WHAT TO DO: Copy out the data below with every "Target" switched to "Label" and nothing else changed. Leave the pictures out of your copy.

LISTED ENTRIES:
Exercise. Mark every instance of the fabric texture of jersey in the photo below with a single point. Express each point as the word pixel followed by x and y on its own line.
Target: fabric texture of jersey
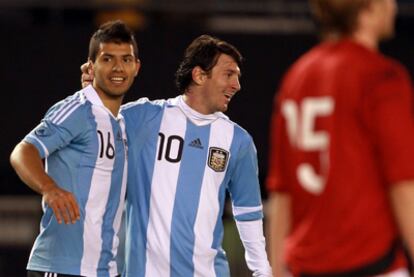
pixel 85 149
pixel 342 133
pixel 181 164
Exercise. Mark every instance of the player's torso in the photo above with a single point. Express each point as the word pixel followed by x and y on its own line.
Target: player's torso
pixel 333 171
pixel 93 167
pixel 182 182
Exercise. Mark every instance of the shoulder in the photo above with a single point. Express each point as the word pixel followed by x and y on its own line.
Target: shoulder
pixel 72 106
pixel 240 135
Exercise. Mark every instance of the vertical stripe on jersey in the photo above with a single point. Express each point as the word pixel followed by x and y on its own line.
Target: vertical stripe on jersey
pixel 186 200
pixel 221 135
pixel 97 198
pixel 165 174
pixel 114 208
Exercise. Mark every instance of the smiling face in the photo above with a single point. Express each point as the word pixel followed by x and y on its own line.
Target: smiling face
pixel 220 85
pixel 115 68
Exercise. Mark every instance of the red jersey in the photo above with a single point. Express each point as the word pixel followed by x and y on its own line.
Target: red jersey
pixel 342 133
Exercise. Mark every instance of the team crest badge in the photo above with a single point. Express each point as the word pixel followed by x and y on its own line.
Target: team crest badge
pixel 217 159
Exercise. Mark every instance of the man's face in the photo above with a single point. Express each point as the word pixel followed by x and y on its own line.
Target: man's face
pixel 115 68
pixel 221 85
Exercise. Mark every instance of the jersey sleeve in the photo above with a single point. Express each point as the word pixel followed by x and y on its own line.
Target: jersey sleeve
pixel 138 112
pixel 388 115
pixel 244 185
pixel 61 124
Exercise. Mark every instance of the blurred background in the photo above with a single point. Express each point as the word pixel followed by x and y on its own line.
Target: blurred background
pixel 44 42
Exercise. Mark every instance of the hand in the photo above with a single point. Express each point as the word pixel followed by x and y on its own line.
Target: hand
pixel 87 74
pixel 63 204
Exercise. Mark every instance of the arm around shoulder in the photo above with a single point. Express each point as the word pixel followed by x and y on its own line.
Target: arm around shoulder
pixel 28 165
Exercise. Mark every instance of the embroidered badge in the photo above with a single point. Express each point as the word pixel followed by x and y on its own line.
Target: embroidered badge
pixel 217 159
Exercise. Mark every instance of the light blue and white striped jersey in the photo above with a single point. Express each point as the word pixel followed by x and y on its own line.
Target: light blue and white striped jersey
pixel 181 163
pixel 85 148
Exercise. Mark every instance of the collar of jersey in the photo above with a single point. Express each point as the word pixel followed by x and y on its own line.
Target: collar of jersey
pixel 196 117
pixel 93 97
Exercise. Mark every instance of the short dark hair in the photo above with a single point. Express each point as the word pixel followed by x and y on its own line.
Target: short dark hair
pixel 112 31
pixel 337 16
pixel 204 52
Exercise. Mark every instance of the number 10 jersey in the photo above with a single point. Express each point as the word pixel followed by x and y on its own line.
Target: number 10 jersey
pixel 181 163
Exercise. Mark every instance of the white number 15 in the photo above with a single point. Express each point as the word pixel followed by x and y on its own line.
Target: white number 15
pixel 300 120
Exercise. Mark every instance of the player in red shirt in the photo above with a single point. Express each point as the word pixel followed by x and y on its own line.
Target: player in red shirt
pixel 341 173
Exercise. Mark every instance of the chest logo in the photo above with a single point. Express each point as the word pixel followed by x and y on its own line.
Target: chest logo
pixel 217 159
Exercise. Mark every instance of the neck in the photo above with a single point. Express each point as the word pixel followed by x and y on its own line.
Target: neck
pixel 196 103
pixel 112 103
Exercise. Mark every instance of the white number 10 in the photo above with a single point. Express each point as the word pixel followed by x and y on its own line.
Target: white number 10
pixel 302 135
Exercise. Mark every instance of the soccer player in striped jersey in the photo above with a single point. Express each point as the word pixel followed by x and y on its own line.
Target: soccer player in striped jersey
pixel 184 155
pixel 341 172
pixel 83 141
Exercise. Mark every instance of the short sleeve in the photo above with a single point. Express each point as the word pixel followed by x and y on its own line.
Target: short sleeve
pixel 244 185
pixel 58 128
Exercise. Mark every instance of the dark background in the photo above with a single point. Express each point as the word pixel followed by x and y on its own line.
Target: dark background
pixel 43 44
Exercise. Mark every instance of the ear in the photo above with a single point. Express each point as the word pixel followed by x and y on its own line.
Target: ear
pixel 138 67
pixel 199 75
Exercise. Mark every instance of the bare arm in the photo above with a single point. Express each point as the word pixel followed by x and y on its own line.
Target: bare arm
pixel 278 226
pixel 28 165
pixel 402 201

TASK ANSWER:
Exercise. Mark every instance of the fabric texture of jersey in the photo below with a single point. Express each point as the word pixel followed by x and y on its own line.
Label: fabric texture of jersey
pixel 85 149
pixel 342 133
pixel 181 164
Exercise. Mark every instance of the player's torso in the photo above with a single point. Express each point as the word pixel followed by x and y on its own line.
Label: player's torso
pixel 333 171
pixel 93 167
pixel 182 182
Exercise. Mark every instance of the shoulder in the photo above with a single point. Express each point as the word pixel followed by x and y on its own line.
Label: shoulder
pixel 72 106
pixel 240 135
Exercise. Mark every instance of the vertical stripe on jersey in the photo above with a single point. Express each point as the word pixel followed by x and y on its own line.
Label: vertical stripe on jersey
pixel 186 200
pixel 221 135
pixel 97 198
pixel 165 174
pixel 114 208
Exercise. Mark every instance of the smiling face in the photo above with a single point. Express each point as the word pixel followed by x and y on its own line.
Label: smiling face
pixel 220 85
pixel 115 68
Exercise. Mark every instance of the red jersey in the photo above with a single point. Express each point as the word pixel followed by x and y on its own line.
Label: red jersey
pixel 342 133
Exercise. Mark every instance of the team crest badge in the photo above with a single point. Express each point as the word pixel followed by x and y on its own line.
Label: team crest badge
pixel 217 159
Exercise. Mark every instance of the man's face in the photo above with a single point. Express each point as the word pixel followed by x and y on its own line.
Label: man's face
pixel 115 68
pixel 221 85
Exercise. Mark every instance of the jersey sleeve in the photo above with a single point. Express each point as the word pixel followed by x and y on its own line.
Label: jersey sleeve
pixel 138 112
pixel 388 115
pixel 244 185
pixel 61 124
Exercise. Mark every instance of the blurred background in the photo above with a single point. Express each point as the word pixel followed by x and y on its own line.
Label: blurred background
pixel 44 42
Exercise. Mark every instance of the hand in the photo above with a single point. Express each point as the word pixel followed by x and y on its own line.
Label: hand
pixel 87 74
pixel 63 204
Exercise. Mark every instance of the arm around shoulder in the photo above with a single point. Express each point as the word pixel followed by x and y on its own line.
Label: arm around shoulder
pixel 28 165
Exercise. Mark every instance of the embroidered badge in the photo above with a single point. Express each point as the word pixel followed by x and y on its own line.
Label: embroidered badge
pixel 217 159
Exercise. Mark every instance of the light blue and white striped jersey in the photo above with a single point. Express each point as the word pixel followed by x and y on its own line.
Label: light blue and white striped jersey
pixel 181 163
pixel 85 148
Exercise. Mark every instance of the collar of jersey in the photo above with a single point. Express each point as the word pixel followed by x and y on its own line.
Label: collar of jersey
pixel 196 117
pixel 93 97
Exercise. Mark every instance of the short dark hair in the photo above with a single point. Express each point as the word pixel followed by x and y on its own line.
Label: short dark hair
pixel 112 31
pixel 337 16
pixel 204 52
Exercise. Mark every instance of the number 10 jersey in the photo above with a single point. Express each point as the word pixel followed by x and y on its own line.
Label: number 10 jersey
pixel 181 163
Exercise. Mark every instance of the white number 15 in the photo above with a single point. Express each point as the word pixel followed by x and y on its own line.
Label: white number 15
pixel 300 120
Exercise. Mark every instance of the player in red shirt in the photo above with a single point. Express each point as the word pixel followed by x and y on its own line.
Label: player in red shirt
pixel 341 173
Exercise. Mark every instance of the chest logo in the photo above with a single point. Express each point as the word pixel followed by x and y on its own line.
Label: chest logo
pixel 217 159
Exercise. Mark every instance of the neck in the photo above with a single point. Express each point as the word pixel followed by x and y on its own line.
Label: neck
pixel 196 103
pixel 112 103
Exercise. Mark every instance of the white number 10 in the photo above with a single point. Express each point as the word pixel followed by x and y on its own line.
Label: white number 10
pixel 302 135
Exercise. Mark every instance of the soccer player in striped jersey in the photo above with a single point. Express each point as the word pixel followed by x and y on its own line.
Label: soccer player in striped jersey
pixel 184 155
pixel 341 172
pixel 83 141
Exercise. Mark every instance of the short sleeve in the photo above with a single point. Express each point as the word pixel followed by x and y on its own line.
Label: short sleeve
pixel 244 185
pixel 58 128
Exercise. Mark every instance of the dark background in the photo above with a single point. Express each point as the word pixel followed by x and y on its own line.
Label: dark background
pixel 43 44
Exercise. Mark every instance of the ear in the photo above with a single point. Express each point as the word pixel followed by x and y on its own line.
Label: ear
pixel 138 67
pixel 199 75
Exercise. Mark every instance of the bare arm in the photo above with a single point. Express each point as the word pixel followed by x and y on its own line.
Label: bare arm
pixel 278 226
pixel 28 165
pixel 402 201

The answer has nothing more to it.